Please copy every one of the following lines word for word.

Object detection data:
....

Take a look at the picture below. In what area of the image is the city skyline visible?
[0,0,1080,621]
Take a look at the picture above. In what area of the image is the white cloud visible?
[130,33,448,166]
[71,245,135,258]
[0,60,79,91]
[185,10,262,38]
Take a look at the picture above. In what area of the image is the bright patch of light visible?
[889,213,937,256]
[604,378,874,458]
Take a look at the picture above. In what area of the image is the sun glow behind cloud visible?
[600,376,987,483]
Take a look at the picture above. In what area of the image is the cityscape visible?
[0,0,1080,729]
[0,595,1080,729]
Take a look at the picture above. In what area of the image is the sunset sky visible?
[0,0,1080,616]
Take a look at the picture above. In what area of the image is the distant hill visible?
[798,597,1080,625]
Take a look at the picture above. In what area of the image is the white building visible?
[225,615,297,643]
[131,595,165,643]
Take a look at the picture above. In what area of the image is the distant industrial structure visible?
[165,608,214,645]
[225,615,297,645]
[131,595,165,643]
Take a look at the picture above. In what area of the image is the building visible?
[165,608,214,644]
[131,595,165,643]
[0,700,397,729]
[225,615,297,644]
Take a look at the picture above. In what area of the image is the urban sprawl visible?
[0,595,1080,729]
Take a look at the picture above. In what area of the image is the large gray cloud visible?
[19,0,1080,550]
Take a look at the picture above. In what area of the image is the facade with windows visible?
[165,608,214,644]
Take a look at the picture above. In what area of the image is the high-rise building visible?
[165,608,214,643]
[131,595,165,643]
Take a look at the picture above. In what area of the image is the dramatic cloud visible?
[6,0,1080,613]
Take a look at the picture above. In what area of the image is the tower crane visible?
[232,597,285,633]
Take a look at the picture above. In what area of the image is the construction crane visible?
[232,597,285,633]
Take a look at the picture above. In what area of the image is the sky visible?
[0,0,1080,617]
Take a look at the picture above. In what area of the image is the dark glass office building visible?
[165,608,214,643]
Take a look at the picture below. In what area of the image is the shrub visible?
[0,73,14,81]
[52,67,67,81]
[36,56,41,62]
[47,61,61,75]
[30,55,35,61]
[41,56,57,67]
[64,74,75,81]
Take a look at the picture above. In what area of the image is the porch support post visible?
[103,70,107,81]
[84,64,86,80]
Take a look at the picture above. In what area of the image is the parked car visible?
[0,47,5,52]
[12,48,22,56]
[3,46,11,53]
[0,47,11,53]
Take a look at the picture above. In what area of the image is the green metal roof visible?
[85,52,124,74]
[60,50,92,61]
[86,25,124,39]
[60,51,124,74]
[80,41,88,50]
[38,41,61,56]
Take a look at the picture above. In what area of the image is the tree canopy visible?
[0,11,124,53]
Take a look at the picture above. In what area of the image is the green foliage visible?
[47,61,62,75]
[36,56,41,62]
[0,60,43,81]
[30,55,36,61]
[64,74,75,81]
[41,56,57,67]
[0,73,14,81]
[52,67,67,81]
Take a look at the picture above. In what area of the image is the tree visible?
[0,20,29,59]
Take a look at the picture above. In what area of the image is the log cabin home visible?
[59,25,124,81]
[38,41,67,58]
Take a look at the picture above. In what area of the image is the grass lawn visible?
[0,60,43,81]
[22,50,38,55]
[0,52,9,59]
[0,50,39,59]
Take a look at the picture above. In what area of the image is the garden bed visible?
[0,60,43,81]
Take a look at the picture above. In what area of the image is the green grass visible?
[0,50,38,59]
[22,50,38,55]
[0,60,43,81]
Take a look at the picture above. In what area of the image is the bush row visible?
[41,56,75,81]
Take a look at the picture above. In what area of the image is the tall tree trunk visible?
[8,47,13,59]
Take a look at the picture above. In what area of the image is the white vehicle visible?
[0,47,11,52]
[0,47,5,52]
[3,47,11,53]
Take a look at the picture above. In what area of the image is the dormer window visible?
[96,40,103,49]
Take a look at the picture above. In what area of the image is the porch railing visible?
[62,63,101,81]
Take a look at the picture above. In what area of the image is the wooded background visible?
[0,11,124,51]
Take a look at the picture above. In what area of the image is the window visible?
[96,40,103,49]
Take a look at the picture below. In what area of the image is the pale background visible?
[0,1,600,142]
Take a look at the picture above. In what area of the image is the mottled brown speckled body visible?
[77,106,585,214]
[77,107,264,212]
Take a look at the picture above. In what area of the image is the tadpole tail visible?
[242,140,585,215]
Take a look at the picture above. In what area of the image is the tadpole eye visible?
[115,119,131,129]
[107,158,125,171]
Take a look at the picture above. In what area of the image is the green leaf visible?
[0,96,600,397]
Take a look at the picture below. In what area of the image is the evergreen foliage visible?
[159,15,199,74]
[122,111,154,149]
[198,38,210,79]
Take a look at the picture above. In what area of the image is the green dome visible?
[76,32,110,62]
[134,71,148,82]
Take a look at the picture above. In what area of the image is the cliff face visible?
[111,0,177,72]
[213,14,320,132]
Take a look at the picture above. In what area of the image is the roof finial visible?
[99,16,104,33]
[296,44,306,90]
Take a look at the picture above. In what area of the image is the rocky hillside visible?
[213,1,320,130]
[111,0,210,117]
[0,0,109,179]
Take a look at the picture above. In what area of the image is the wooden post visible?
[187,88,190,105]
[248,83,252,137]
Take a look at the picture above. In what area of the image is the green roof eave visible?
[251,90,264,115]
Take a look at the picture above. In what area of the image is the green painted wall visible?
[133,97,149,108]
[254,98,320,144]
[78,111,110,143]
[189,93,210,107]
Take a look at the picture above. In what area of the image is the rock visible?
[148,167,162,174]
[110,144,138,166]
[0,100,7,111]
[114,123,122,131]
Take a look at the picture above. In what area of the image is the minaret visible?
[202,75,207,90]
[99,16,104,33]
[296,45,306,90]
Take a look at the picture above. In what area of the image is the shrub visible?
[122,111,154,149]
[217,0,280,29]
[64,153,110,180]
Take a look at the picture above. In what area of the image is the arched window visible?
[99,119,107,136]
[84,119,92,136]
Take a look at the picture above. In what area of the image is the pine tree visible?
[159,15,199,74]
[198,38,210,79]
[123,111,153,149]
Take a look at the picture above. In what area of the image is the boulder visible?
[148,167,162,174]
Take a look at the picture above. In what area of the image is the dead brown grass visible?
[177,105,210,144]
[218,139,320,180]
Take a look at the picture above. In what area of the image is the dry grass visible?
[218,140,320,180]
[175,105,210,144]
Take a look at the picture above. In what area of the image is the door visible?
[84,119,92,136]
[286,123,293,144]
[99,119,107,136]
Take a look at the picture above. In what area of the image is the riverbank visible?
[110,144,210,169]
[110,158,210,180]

....

Answer to this problem:
Take a look at the picture below. In what area of the image is the city skyline visible?
[0,0,1080,621]
Take a look at the picture above. In what area of the image is the white cloud visible?
[130,33,448,166]
[71,245,135,258]
[0,60,79,91]
[185,10,262,38]
Take a look at the picture above. In what area of the image is the bright patch of light visible?
[889,213,937,256]
[604,378,874,458]
Take a look at the picture above. In what area of the image is the sun glow behind cloud visible?
[600,376,987,483]
Take a look at the picture above. In what area of the image is the cityscape visible?
[0,0,1080,729]
[0,595,1080,729]
Take a look at the picture above. In what area of the image is the sunset sky visible?
[0,0,1080,616]
Take a look at the picture above. In what area of the image is the distant hill visible?
[798,597,1080,625]
Take a look at the picture above. In what area of the image is the white building visible?
[225,615,297,643]
[131,595,165,643]
Take a look at the picture above. In what area of the image is the distant industrial structure visible?
[165,608,214,645]
[225,615,297,645]
[131,595,165,643]
Take a look at the picture above. In what area of the image is the building visible?
[165,608,214,644]
[131,595,165,643]
[0,700,397,729]
[225,615,297,644]
Take a look at the picture above. In what area of the image is the urban sprawl visible?
[0,595,1080,729]
Take a look at the picture above. In what area of the image is the large gray cloud visible?
[19,0,1080,550]
Take a look at the picture above. In what area of the image is the facade with windows visible?
[165,608,214,644]
Take a look at the picture above. In what area of the image is the high-rise building visible?
[165,608,214,643]
[131,595,165,643]
Take a look at the picture above. In what area of the image is the dramatic cloud visible?
[6,0,1080,613]
Take a look at the picture above. In what area of the image is the tower crane visible?
[232,597,285,633]
Take a look at the picture above. In what area of the image is the construction crane visible?
[232,597,285,633]
Take a look at the picture above. In what area of the image is the sky visible?
[0,0,1080,617]
Take a look at the picture above. In what area of the image is the dark glass office building visible?
[165,608,214,643]
Take a look at the picture below. In what area of the image is the shrub visible?
[0,73,14,81]
[52,67,67,81]
[36,56,41,62]
[47,61,61,75]
[30,55,35,61]
[41,56,57,67]
[64,74,75,81]
Take a look at the picture above. In what area of the image is the porch support post visible?
[103,70,107,81]
[84,64,86,80]
Take a look at the picture above. In what area of the image is the parked car visible?
[0,47,5,52]
[12,48,22,56]
[3,46,11,53]
[0,47,11,53]
Take a look at the picture above. In what area of the image is the green metal roof visible?
[85,52,124,74]
[60,50,92,61]
[86,25,124,39]
[60,51,124,74]
[80,41,88,50]
[38,41,61,56]
Take a look at the picture above. In what area of the image is the tree canopy visible?
[0,11,124,53]
Take a look at the picture above. In what area of the image is the green foliage visible?
[47,61,62,75]
[36,56,41,62]
[0,60,43,81]
[30,55,36,61]
[64,74,75,81]
[41,56,57,67]
[0,73,14,81]
[52,67,67,81]
Take a look at the picture above. In what area of the image is the tree visible?
[0,20,29,59]
Take a look at the picture above. In what area of the image is the log cabin home visible?
[59,25,124,81]
[38,41,67,58]
Take a look at the picture above. In what area of the image is the grass lawn visible?
[0,60,43,81]
[22,50,38,55]
[0,52,9,59]
[0,50,39,59]
Take a look at the picture above. In what area of the image is the garden bed visible?
[0,60,43,81]
Take a look at the picture above. In what area of the image is the green grass visible?
[0,50,38,59]
[22,50,38,55]
[0,60,43,81]
Take a look at the picture above. In what area of the image is the bush row visible?
[41,56,75,81]
Take a look at the picture above. In what area of the image is the tall tree trunk visible?
[8,47,13,59]
Take a look at the picture above. In what area of the image is the white vehicle visible?
[0,47,11,52]
[0,47,5,52]
[3,47,11,53]
Take a look at the picture above. In what area of the image is the dormer window visible?
[96,40,103,49]
Take a look at the picture above. In what area of the image is the porch railing visible?
[62,63,101,81]
Take a look at the picture above. In what area of the image is the wooded background visible?
[0,11,124,51]
Take a look at the picture above. In what area of the image is the window visible?
[96,40,103,49]
Take a look at the picture below. In what area of the image is the pale background visible?
[0,1,600,142]
Take a look at the picture above. In what area of the image is the mottled brown speckled body visible?
[77,106,585,214]
[77,107,264,212]
Take a look at the picture above. In what area of the image is the tadpole tail visible?
[242,140,585,215]
Take a look at the picture above. In what area of the image is the tadpole eye visible?
[115,119,131,129]
[107,158,125,171]
Take a look at the picture above. In what area of the image is the green leaf visible?
[0,96,600,397]
Take a look at the picture below. In what area of the image is the evergreen foliage visible?
[159,15,199,74]
[122,111,154,149]
[198,38,210,79]
Take a look at the picture above. In what area of the image is the green dome visible?
[76,32,110,62]
[134,71,148,82]
Take a look at the picture above. In what area of the image is the cliff face visible?
[111,0,177,72]
[213,14,320,132]
Take a look at the picture above. In what area of the image is the roof finial visible?
[99,16,104,33]
[296,44,306,90]
Take a look at the picture above. In what area of the image is the rocky hillside visible?
[213,1,320,130]
[111,0,210,117]
[0,0,109,179]
Take a look at the picture above. In what area of the image is the wooden post visible?
[187,88,190,105]
[248,83,252,137]
Take a look at the picture above. In what area of the image is the green roof eave visible?
[251,90,264,115]
Take a look at the picture above. In what area of the image is the green painted wall visible?
[133,97,149,108]
[254,98,320,144]
[78,111,110,143]
[189,93,210,107]
Take a look at the picture above. In what area of the image is the rock visible?
[148,167,162,174]
[110,144,138,166]
[0,100,7,111]
[114,123,122,131]
Take a look at the picture above. In what area of the image is the minaret visible?
[202,75,207,90]
[99,16,104,33]
[296,45,306,90]
Take a look at the picture above. In what area of the image is the shrub visible?
[122,111,154,149]
[217,0,280,29]
[64,153,110,180]
Take a look at the picture above. In what area of the image is the arched window visible?
[99,119,107,136]
[84,119,92,136]
Take a look at the picture above. In what area of the image is the pine tree visible?
[159,15,199,74]
[198,38,210,79]
[123,111,153,149]
Take a look at the picture above. In what area of the image is the boulder visible?
[148,167,162,174]
Take a look at the picture above. In what area of the image is the dead brown grass visible?
[177,105,210,144]
[218,139,320,180]
Take a look at the picture above. In what area of the image is the dry grass visible?
[218,140,320,180]
[175,105,210,144]
Take a look at the picture above. In what area of the image is the door visible?
[84,119,92,136]
[286,123,293,144]
[99,119,107,136]
Take a look at the picture above. In what area of the image is the riverbank visible?
[110,144,210,169]
[110,158,210,180]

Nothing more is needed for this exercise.